Copy the records from the line containing "In this picture, please locate the license" through the line containing "[94,58,161,88]", both included, swapping "gabled roof" for "pitched roof" and leaving everything else the same.

Data for processing:
┌──
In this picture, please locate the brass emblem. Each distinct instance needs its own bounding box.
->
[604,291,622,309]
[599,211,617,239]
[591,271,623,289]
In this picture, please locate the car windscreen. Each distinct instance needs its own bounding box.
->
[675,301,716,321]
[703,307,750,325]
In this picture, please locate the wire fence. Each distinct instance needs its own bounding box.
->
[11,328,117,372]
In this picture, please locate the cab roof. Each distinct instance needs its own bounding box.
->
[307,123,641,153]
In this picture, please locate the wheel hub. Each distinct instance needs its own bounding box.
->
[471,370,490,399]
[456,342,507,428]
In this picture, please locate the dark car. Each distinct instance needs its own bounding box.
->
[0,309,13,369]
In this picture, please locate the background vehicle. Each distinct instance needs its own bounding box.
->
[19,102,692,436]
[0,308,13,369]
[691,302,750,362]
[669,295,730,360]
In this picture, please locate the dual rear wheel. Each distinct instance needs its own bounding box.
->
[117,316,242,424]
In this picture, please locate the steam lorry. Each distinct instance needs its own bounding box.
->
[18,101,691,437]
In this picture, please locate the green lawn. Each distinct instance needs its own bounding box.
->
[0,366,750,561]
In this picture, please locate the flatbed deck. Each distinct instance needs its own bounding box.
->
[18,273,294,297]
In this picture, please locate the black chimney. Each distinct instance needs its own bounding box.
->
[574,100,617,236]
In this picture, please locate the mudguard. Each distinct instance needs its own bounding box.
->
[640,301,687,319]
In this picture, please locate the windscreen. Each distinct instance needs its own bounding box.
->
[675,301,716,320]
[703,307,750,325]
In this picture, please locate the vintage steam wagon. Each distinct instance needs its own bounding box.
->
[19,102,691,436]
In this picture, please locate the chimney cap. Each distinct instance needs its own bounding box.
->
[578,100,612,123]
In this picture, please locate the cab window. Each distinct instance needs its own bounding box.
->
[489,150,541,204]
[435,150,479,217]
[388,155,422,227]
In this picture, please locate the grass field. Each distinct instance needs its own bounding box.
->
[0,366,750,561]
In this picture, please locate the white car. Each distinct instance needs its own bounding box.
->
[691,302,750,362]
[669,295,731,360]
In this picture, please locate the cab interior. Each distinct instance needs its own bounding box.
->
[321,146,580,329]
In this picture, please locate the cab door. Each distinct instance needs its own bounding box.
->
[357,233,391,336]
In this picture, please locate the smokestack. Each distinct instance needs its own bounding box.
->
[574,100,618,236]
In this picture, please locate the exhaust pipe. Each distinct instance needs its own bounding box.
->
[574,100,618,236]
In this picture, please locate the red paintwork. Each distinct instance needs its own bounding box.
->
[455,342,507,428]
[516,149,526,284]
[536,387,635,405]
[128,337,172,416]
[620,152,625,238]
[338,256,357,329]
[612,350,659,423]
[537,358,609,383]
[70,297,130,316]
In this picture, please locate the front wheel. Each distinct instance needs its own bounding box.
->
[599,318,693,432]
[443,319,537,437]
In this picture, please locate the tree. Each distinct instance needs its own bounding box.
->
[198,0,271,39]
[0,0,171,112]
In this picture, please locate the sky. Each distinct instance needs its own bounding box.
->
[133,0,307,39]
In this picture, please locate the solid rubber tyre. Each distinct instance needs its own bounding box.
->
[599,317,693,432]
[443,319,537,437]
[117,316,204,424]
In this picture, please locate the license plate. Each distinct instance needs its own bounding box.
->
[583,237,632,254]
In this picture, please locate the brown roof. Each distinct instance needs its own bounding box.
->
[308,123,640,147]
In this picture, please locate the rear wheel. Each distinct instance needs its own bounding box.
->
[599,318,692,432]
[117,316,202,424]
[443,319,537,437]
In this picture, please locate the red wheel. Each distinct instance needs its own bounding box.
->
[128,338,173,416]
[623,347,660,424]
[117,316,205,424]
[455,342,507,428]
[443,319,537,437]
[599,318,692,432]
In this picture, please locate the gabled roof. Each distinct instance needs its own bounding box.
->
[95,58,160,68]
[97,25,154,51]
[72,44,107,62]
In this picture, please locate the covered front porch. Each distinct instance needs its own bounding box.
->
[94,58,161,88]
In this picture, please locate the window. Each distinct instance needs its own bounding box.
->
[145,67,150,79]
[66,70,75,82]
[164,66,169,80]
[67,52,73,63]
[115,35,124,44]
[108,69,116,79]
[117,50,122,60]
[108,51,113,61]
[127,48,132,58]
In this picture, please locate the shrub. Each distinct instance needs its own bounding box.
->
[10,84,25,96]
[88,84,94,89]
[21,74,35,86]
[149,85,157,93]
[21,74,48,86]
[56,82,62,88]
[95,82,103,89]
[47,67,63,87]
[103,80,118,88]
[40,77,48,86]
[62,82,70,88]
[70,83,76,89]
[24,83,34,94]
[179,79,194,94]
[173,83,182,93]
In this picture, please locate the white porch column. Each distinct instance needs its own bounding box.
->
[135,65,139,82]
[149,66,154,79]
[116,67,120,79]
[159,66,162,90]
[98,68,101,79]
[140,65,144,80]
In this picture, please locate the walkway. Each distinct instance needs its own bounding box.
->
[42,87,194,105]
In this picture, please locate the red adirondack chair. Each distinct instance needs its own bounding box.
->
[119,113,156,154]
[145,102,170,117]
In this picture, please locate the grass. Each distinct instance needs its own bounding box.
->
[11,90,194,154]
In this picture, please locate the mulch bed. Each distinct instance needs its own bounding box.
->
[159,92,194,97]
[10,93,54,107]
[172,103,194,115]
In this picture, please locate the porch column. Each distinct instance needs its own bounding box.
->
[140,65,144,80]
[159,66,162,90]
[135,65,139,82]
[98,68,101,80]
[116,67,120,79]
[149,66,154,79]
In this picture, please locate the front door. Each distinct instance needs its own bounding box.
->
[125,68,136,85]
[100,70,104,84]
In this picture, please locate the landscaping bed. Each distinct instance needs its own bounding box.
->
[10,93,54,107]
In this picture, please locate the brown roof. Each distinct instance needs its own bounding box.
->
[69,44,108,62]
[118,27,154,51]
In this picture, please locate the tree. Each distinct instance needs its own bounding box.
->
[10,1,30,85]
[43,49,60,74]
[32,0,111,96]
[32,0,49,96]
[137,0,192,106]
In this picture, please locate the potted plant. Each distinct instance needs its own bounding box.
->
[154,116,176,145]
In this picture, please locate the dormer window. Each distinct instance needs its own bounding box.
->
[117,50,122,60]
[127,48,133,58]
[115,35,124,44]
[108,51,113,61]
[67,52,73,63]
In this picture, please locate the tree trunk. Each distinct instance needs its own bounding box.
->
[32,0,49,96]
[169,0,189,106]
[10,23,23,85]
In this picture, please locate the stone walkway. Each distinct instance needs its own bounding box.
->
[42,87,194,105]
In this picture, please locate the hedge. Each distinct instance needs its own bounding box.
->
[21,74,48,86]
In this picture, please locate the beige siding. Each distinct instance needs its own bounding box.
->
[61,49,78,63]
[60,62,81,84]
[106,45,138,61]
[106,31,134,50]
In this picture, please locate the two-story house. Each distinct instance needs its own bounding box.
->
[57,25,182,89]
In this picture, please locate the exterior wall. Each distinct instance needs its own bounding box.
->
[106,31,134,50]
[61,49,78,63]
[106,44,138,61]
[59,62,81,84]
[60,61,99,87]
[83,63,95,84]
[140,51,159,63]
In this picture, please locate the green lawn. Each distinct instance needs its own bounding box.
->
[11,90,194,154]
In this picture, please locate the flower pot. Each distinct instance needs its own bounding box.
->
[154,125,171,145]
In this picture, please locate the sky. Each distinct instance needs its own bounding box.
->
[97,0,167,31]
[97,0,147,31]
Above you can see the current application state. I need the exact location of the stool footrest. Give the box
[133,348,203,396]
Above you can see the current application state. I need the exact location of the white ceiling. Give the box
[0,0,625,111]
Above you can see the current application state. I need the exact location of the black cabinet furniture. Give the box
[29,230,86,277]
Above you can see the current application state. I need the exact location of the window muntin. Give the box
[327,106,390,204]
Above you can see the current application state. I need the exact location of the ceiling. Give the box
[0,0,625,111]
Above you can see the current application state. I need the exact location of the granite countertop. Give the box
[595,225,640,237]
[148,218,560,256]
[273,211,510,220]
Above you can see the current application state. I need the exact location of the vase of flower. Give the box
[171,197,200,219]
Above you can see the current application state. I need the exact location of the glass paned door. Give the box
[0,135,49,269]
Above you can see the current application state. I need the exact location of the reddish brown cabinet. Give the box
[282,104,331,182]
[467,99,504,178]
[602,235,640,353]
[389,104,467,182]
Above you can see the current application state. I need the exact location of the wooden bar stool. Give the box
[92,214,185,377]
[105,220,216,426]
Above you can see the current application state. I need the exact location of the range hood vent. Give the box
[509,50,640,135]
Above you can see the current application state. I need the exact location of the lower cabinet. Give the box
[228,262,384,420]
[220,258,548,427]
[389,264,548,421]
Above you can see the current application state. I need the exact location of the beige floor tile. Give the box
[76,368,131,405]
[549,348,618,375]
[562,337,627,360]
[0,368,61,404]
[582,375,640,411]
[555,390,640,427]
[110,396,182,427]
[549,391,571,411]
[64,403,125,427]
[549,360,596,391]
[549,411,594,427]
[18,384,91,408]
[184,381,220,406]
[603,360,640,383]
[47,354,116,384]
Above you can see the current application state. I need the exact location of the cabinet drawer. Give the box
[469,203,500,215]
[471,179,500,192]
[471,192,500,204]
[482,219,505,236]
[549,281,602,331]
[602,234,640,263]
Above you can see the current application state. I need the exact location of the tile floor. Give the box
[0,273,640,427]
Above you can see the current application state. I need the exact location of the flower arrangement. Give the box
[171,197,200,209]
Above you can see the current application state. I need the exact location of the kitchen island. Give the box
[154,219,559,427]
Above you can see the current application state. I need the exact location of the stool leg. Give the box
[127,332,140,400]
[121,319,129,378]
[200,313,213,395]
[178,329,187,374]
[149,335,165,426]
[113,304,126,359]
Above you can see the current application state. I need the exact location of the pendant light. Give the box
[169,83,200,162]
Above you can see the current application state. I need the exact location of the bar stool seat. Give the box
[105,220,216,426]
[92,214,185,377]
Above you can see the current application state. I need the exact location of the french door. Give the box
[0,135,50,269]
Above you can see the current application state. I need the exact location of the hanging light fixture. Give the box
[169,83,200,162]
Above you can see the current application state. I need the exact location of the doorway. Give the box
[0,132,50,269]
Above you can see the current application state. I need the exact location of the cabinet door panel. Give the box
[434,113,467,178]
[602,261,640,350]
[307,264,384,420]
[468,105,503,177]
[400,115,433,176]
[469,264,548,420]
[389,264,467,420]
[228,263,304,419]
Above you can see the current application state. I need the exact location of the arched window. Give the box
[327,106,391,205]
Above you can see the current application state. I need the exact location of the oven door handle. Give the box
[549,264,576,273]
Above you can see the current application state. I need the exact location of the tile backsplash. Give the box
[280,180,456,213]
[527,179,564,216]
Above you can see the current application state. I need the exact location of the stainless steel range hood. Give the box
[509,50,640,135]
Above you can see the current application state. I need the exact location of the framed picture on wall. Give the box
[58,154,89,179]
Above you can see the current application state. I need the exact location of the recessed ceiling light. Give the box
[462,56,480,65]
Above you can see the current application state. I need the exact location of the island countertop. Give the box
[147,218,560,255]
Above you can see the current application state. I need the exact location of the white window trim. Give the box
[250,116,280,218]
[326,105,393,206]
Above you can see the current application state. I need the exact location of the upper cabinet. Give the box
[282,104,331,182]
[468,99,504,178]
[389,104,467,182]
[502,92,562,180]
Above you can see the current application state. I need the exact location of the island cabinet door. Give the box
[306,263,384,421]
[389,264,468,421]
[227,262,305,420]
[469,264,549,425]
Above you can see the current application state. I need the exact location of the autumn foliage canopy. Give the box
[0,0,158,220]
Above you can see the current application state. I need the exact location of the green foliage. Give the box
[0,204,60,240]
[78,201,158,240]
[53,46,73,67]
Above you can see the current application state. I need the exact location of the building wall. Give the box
└──
The response:
In this picture, please locate the license plate. Each distinct instance needs its own bounding box.
->
[583,237,632,254]
In this picture, please locate the brown roof. Each distinct instance needs its own bounding box.
->
[308,123,640,147]
In this picture, please locate the rear wheel. Each distinct instance needs its own bounding box.
->
[599,318,692,432]
[117,316,202,424]
[443,319,537,437]
In this picture, please locate the red wheel. Each distinct instance needs its own bounding box.
->
[128,338,173,416]
[623,347,660,424]
[117,316,205,424]
[455,342,507,428]
[443,319,537,437]
[599,318,692,432]
In this picture, please locate the pitched roof. Each distinct instance needs its own bounding box.
->
[95,58,160,68]
[97,25,154,51]
[72,44,107,62]
In this picture, please locate the covered front porch. Each distinct instance needs its own bounding box.
->
[94,58,161,88]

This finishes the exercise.